** The task **
Return the full listing, so that each line matches the original exactly.

** Source information **
╔══
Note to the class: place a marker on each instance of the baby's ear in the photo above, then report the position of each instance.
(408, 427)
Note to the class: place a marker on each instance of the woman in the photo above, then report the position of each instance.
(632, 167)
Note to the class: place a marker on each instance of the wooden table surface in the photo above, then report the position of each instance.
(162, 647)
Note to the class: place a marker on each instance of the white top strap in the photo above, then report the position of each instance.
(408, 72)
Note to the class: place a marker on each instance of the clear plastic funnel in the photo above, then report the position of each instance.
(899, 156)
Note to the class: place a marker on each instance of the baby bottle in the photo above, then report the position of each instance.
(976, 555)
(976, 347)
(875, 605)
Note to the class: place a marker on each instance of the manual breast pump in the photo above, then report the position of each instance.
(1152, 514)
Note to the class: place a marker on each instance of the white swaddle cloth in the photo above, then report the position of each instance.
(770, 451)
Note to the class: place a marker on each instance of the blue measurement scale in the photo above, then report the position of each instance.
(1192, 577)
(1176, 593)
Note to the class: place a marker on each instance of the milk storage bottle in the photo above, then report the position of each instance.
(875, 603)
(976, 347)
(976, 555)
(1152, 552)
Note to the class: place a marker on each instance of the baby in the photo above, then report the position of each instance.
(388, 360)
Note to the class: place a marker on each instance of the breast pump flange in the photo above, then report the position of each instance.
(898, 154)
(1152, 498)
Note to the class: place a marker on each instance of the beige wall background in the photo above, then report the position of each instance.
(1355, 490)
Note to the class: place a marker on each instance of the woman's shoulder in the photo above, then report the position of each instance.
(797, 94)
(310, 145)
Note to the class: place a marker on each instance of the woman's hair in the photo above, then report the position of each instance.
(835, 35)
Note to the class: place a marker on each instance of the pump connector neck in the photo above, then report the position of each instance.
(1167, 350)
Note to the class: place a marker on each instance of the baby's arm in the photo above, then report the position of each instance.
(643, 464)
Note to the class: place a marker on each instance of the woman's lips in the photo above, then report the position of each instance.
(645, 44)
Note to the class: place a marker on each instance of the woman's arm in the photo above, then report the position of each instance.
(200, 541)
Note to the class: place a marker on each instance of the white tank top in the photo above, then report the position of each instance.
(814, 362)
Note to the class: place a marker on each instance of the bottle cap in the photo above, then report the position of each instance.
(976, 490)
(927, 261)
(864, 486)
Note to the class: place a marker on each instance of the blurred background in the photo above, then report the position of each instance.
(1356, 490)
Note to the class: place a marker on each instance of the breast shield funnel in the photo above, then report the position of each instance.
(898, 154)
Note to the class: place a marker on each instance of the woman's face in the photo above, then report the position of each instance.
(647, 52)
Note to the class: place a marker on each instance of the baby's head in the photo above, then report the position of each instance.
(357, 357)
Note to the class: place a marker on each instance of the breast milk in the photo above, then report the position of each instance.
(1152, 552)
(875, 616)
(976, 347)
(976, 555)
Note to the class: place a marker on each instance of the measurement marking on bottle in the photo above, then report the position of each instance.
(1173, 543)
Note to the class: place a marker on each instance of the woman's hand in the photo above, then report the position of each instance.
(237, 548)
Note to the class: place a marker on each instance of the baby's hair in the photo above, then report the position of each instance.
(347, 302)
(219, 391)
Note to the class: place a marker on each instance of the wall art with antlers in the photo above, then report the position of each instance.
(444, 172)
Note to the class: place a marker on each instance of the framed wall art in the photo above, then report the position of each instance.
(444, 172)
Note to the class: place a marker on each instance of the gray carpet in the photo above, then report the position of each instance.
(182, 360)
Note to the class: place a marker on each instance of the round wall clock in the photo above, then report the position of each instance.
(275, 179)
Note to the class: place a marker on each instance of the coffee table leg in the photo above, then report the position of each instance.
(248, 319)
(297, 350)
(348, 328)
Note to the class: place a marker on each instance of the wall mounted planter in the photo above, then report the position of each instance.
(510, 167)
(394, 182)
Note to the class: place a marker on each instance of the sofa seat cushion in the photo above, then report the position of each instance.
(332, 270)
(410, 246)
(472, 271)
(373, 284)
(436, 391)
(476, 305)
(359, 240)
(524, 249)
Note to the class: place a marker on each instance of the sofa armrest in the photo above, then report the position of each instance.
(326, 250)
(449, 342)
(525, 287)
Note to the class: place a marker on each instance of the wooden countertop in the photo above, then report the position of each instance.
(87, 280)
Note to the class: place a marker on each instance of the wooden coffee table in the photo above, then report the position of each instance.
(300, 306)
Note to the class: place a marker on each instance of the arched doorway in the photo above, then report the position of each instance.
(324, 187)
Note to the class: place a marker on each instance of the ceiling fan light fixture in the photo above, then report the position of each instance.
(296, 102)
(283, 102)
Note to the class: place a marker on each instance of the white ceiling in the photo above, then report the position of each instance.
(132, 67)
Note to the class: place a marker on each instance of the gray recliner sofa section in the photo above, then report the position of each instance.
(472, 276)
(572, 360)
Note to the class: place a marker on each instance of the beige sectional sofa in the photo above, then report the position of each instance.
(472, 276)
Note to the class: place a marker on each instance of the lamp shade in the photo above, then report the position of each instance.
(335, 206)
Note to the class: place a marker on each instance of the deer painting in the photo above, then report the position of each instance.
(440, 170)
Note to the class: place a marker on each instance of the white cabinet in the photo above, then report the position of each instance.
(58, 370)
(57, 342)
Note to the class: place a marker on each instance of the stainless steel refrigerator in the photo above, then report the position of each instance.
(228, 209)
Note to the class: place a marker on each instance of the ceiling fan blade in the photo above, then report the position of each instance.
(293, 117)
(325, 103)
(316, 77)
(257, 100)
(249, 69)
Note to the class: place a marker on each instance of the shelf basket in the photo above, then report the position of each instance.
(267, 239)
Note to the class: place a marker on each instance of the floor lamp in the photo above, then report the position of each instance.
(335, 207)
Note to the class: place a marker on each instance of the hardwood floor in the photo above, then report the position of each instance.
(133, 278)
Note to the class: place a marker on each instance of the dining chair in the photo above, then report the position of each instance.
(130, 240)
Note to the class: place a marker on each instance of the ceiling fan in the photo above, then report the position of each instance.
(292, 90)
╚══
** Task solution **
Note to the class: place a marker on each instance of the baby's ear in the photo above, then report the position of each instance.
(408, 427)
Note to the class: place a marker on each instance of the woman in the photo above, then report the position of each instance.
(632, 167)
Note to the class: place a marker on each instance of the wooden table surface in the photo above, then report the position of each instance.
(162, 647)
Note to the class: place a marker on each instance of the white top strap in the photo above, then report the position of each instance.
(408, 72)
Note to the class: place a marker on each instance of the clear plastic funnel in the photo above, then report the position of each instance.
(899, 156)
Note to the class: place a marker on each instance of the baby bottle in the photo above, then report the position of each instance.
(976, 555)
(976, 347)
(875, 605)
Note to the class: place a marker on each instance of the manual breast pump in the photo above, then report the position of each instance.
(1152, 514)
Note to the class: place a marker on each instance of the white swaddle cloth in the photo above, then report the position of each instance.
(770, 451)
Note to the class: place a marker on each instance of the blue measurement scale in the photo above, then report the position of each instance.
(1192, 577)
(1176, 593)
Note to the class: place a marker on each instance of the milk storage bottle in the photo above, then report the position of each instance.
(875, 603)
(976, 347)
(976, 555)
(1152, 552)
Note to the class: place a marker on each instance of the baby in the photo above, then report the position of each instance.
(388, 360)
Note to the class: place a marker on each instance of the breast pump flange in the photo above, then report the position of each instance.
(898, 154)
(1152, 498)
Note to the class: place a marker on each instance of the beige wall background in the photo above, then report the position of each instance.
(1355, 490)
Note to the class: place a marker on each instance of the woman's shoulder in the photo above, then report the position of each instance.
(797, 94)
(310, 145)
Note to the class: place a marker on each instance of the woman's hair in the photo above, then report the position of each instance.
(835, 35)
Note to the class: place a marker on each instance of the pump connector neck in the photo above, then report the position of each instance.
(1167, 350)
Note to the class: place a marker on each instance of the baby's arm in the photo above, then report the position of each instance.
(643, 464)
Note to the class: place a marker on each instance of the woman's lips in the photo above, then report the position of each instance.
(645, 44)
Note to the class: place a marker on each instance of the woman's arm in the photo above, then report the position of each instance.
(200, 541)
Note to the class: place a marker on each instance of the white tank top in the photo above, then report the position of each instance.
(814, 362)
Note to the class: place a marker on each instance of the bottle cap in the photo above, then report the position of each instance.
(976, 490)
(927, 261)
(864, 486)
Note to the class: place a marker on each instance of the blurred background in the photo above, then report the position of each instance.
(1356, 490)
Note to the class: place a marker on each instance of the breast shield funnel in the photo above, then report the position of each instance.
(898, 154)
Note to the class: place a marker on each instance of the woman's face in the photo above, then report the position of each instance.
(647, 52)
Note to the class: place a marker on each instance of the baby's head in the photo above, then report the position of each instance.
(357, 357)
Note to the class: place a marker on each instance of the breast milk in the photo above, then report the position of each instance.
(1152, 552)
(875, 616)
(976, 347)
(976, 555)
Note to the class: place a marker on each instance of the measurement marking on bottle in the photo above, then report the position of each instance.
(1173, 543)
Note to the class: place a marker on each instance of the woman's hand in the photo above, then report the position of each instance.
(237, 548)
Note to the class: place a marker on each instance of the baby's hair in the photo above, then report the position of each instance.
(347, 302)
(219, 391)
Note to the class: place a marker on each instance of the wall art with antlers in the photo above, then report the position of each instance.
(444, 172)
Note to the class: place a marker on each instance of the framed wall art in the photo above, then report the position of each instance.
(444, 172)
Note to the class: place a marker on each instance of the gray carpet in the photo above, then report the position of each instance.
(182, 360)
Note to the class: place a marker on each instance of the round wall clock in the photo above, then report the position of each instance.
(275, 179)
Note to the class: place a marker on each instance of the coffee table leg in the photo above, then report the position of each instance.
(248, 319)
(297, 350)
(348, 328)
Note to the class: place a marker on each instance of the wall mounted planter in the photo above, then report the position of each instance.
(510, 167)
(394, 182)
Note to the class: place a marker on each instance of the sofa seat cushion in the photo above, then report the position of each instance.
(332, 270)
(410, 246)
(472, 271)
(373, 284)
(436, 391)
(476, 305)
(359, 240)
(524, 249)
Note to the class: place a marker on each instance of the sofa armrest in the photo above, then report the position of each instance.
(326, 250)
(449, 342)
(525, 287)
Note to the class: place a marker on each instance of the wooden countertop in the photo above, then report the position of each instance.
(87, 280)
Note to the class: place a marker on each instance of the wooden coffee table in the photo above, then report the position of each instance.
(300, 306)
Note to the class: place a marker on each instance of the arched doorway in the photo above, then report the position of each instance.
(324, 187)
Note to the class: place a marker on each instance of the ceiling fan light fixture in the photo above, then report the position of each instance.
(296, 102)
(283, 102)
Note to the class: place a marker on each instance of the white ceiling in the photo above, then report the position of each instance.
(132, 67)
Note to the class: place a marker on each instance of the gray recliner sofa section in the photo above, then report the position of each instance.
(472, 276)
(572, 360)
Note to the class: place a marker on each instance of the beige sectional sofa in the photo above, then report the position of each instance.
(472, 276)
Note to the class: place a marker on each instance of the lamp shade in the photo above, then report the position of each instance.
(335, 206)
Note to the class: place a marker on each instance of the deer painting in the photo above, then report the position of each instance.
(440, 170)
Note to the class: place a marker on each instance of the white cabinet in the photo above, then report the position of each instance.
(58, 370)
(57, 342)
Note to the class: place a marker on each instance of the stainless steel refrigerator in the photo above, then report the position of each instance.
(228, 209)
Note to the class: place a marker on each instance of the ceiling fan blade in the photo above, then report the position of each instance.
(293, 117)
(325, 103)
(316, 77)
(257, 100)
(249, 69)
Note to the class: place a marker on each instance of the shelf basket in the photo above, then report the position of each instance.
(267, 239)
Note to the class: place a marker on each instance of the floor lamp in the photo above, then report the position of each instance.
(335, 207)
Note to the class: place a marker on each instance of the hardwood floor in the photo above, then report the position of each instance.
(133, 278)
Note to the class: place a marker on each instance of the dining chair in the photo above, then report the position of each instance.
(130, 240)
Note to the class: place a marker on each instance of the ceiling fan in the photo above, then report the position of each instance.
(292, 90)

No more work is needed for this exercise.